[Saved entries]
+===+

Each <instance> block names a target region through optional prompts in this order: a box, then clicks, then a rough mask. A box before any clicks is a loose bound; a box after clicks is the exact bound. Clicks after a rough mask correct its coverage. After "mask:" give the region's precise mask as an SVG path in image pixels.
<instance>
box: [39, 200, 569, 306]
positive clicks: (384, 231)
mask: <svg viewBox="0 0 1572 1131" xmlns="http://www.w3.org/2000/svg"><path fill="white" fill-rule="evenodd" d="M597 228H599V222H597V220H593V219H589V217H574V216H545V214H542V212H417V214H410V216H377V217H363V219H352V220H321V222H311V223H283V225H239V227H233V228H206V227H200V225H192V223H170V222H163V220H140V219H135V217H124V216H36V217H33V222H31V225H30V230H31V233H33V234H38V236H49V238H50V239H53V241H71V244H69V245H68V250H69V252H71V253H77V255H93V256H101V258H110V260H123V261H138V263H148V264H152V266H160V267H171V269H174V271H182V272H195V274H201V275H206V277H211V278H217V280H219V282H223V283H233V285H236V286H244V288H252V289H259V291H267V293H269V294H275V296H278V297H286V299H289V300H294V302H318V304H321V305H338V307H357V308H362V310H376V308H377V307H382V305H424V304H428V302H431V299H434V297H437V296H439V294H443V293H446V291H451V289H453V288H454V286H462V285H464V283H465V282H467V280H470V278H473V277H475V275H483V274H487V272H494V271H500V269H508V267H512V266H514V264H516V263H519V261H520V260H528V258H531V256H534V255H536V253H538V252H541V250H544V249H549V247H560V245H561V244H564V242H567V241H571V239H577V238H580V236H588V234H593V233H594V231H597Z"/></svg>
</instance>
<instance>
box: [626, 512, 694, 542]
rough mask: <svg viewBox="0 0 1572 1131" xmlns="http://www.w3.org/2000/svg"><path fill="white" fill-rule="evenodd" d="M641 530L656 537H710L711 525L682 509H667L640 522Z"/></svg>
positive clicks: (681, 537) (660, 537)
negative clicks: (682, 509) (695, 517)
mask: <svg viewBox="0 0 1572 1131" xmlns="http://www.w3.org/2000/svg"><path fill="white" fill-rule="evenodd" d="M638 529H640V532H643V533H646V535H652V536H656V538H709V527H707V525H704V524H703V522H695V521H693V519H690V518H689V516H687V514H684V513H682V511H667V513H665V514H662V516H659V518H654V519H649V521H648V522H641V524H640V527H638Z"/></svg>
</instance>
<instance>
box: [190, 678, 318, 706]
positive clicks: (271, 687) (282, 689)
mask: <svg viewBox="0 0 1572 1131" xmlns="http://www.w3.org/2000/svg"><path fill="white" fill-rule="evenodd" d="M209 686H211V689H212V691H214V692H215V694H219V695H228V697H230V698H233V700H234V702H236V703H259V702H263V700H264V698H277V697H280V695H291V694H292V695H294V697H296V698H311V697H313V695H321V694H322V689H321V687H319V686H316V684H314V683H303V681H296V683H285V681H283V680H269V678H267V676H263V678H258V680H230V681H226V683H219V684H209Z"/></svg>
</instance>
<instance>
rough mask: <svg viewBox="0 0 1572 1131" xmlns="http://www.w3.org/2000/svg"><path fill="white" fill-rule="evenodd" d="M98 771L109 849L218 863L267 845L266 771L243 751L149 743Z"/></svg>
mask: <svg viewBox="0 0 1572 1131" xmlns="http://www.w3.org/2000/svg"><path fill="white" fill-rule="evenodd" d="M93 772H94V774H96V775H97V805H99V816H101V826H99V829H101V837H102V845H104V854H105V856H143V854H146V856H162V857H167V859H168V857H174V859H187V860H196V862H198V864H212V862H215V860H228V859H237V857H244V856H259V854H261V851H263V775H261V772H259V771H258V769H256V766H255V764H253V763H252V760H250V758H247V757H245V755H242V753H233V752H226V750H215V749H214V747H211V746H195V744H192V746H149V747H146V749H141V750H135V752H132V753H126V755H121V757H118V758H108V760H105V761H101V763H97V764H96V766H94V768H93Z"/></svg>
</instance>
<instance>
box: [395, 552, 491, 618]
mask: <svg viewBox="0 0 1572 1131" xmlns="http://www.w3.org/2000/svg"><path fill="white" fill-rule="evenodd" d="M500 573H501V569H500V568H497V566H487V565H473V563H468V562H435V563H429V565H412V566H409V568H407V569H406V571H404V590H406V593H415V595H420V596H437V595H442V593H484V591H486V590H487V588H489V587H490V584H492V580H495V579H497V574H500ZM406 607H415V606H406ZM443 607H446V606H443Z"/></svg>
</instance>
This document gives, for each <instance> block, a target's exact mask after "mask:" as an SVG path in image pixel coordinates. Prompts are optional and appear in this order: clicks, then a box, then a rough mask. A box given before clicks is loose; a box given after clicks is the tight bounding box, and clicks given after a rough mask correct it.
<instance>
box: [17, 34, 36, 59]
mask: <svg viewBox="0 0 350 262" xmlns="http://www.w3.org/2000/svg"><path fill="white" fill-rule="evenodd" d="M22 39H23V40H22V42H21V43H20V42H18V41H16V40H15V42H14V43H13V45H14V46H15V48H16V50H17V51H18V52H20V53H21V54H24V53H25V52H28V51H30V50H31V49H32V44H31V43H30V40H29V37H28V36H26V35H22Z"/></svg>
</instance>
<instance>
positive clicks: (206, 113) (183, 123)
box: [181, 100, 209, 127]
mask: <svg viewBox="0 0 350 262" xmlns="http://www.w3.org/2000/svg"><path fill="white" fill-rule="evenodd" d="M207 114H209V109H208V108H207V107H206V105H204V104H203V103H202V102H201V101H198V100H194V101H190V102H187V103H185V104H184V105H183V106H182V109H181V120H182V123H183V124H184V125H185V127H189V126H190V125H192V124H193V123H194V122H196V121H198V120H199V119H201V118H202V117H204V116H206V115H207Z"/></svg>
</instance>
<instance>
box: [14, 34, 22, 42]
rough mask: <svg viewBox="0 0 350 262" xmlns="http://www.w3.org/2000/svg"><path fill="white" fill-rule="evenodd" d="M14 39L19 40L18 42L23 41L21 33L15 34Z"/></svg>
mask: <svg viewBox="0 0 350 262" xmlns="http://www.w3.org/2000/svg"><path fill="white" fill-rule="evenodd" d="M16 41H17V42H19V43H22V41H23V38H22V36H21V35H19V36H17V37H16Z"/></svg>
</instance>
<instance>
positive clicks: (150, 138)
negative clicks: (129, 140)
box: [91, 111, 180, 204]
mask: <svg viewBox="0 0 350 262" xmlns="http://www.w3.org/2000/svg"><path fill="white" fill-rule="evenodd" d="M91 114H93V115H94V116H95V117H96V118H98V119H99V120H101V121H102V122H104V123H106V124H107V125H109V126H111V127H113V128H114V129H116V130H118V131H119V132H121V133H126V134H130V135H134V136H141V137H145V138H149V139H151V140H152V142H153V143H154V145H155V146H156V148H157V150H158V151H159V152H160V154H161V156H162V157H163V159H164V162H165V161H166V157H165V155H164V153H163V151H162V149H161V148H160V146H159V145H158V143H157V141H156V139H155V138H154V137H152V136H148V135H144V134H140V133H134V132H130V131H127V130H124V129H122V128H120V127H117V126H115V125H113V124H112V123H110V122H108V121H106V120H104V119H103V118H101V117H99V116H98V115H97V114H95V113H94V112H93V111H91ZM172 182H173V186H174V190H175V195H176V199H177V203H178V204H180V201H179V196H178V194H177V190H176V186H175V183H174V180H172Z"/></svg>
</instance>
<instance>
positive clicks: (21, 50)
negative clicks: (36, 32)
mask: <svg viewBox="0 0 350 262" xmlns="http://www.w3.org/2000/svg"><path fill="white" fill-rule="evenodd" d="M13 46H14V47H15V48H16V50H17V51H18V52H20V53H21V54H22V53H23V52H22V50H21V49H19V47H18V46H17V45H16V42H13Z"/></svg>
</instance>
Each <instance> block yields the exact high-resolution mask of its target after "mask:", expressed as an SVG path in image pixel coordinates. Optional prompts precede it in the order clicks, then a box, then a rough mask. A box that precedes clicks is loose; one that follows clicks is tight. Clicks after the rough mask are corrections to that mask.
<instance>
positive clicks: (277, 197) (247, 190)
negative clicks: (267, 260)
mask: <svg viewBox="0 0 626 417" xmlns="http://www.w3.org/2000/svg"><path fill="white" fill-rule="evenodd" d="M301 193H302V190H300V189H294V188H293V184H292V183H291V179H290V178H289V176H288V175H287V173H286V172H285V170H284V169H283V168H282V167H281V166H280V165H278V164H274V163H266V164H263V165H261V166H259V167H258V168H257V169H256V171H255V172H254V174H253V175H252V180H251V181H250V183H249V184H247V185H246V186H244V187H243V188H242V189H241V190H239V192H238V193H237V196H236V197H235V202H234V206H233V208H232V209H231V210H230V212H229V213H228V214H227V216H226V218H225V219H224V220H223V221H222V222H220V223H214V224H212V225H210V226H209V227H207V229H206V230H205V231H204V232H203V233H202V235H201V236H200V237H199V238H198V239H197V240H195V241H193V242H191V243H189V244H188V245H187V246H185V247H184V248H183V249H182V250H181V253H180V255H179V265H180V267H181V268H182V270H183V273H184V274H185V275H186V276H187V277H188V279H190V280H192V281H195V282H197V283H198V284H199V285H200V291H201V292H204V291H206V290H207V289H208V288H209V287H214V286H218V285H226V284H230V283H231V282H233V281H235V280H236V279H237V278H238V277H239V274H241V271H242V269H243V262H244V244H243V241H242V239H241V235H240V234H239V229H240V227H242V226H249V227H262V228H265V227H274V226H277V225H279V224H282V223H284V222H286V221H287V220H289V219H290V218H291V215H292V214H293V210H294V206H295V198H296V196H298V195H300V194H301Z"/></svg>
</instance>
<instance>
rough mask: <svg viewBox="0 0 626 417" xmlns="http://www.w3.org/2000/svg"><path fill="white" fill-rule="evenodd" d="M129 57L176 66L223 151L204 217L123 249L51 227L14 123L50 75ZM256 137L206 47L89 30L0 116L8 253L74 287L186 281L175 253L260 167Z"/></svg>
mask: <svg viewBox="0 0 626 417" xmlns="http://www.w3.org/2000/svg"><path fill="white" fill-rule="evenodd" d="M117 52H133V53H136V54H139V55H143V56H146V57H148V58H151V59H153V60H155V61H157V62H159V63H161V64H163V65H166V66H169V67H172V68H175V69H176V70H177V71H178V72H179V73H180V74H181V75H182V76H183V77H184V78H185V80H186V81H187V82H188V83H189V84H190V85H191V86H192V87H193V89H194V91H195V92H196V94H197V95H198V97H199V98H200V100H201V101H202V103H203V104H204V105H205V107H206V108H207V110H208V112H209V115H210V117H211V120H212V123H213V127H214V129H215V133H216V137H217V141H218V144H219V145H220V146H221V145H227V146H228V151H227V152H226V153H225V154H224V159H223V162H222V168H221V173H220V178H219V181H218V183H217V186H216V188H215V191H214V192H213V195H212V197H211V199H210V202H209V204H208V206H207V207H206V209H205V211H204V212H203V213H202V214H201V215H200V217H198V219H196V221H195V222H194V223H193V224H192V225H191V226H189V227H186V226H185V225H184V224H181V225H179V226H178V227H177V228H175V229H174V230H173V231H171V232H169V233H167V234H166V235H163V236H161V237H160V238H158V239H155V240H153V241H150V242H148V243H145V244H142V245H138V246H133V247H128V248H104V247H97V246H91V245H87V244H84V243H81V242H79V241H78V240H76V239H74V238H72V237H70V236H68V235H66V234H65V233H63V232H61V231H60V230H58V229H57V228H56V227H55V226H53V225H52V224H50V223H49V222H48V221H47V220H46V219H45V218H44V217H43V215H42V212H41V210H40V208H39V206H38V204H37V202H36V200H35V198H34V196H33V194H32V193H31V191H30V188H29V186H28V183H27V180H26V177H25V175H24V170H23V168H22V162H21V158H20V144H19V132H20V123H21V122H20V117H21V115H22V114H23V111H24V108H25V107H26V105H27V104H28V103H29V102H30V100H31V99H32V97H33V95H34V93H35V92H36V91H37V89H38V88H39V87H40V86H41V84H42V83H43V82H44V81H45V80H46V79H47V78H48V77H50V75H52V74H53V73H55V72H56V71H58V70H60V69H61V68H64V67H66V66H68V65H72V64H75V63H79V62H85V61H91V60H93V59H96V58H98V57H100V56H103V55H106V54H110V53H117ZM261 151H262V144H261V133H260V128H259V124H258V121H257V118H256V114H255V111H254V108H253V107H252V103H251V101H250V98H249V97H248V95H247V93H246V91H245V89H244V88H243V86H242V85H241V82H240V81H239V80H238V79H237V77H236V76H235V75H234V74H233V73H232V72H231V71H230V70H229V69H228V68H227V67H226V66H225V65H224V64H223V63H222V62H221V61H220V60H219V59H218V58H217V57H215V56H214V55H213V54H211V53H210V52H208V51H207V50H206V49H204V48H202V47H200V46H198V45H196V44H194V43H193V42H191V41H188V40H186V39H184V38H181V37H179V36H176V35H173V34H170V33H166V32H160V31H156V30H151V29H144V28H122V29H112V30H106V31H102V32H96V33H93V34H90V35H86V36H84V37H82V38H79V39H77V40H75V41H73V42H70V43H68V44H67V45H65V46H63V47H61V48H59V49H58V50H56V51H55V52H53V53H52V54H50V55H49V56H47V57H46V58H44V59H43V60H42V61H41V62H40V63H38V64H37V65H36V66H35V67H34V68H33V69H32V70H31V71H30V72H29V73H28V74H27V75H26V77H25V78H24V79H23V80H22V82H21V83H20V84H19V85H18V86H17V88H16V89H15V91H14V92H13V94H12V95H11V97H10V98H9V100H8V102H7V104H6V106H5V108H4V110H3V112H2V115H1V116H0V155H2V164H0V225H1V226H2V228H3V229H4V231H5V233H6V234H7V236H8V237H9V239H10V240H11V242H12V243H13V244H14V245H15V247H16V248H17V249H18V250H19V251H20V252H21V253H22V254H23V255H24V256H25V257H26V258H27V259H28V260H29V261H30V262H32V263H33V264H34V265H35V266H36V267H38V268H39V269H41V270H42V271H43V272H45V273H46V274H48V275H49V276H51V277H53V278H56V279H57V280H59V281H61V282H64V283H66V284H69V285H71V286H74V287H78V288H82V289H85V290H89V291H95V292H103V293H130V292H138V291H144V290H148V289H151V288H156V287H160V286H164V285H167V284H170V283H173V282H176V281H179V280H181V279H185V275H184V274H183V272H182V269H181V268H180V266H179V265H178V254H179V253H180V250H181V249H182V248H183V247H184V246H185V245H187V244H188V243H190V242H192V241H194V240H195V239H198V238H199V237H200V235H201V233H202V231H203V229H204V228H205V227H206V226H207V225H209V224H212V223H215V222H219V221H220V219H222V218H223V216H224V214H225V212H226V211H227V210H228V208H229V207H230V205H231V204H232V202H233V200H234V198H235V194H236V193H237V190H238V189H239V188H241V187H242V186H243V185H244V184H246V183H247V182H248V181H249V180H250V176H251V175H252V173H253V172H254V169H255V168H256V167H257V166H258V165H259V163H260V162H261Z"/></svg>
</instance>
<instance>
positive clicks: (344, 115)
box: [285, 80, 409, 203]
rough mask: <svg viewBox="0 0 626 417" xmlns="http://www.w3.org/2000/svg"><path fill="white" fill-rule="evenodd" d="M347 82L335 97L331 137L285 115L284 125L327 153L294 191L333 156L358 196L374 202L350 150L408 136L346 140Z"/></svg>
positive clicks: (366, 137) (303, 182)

+===+

_Task directions_:
State the number of lines in the records that hold the string "this", and add nothing.

_Solved problem_:
2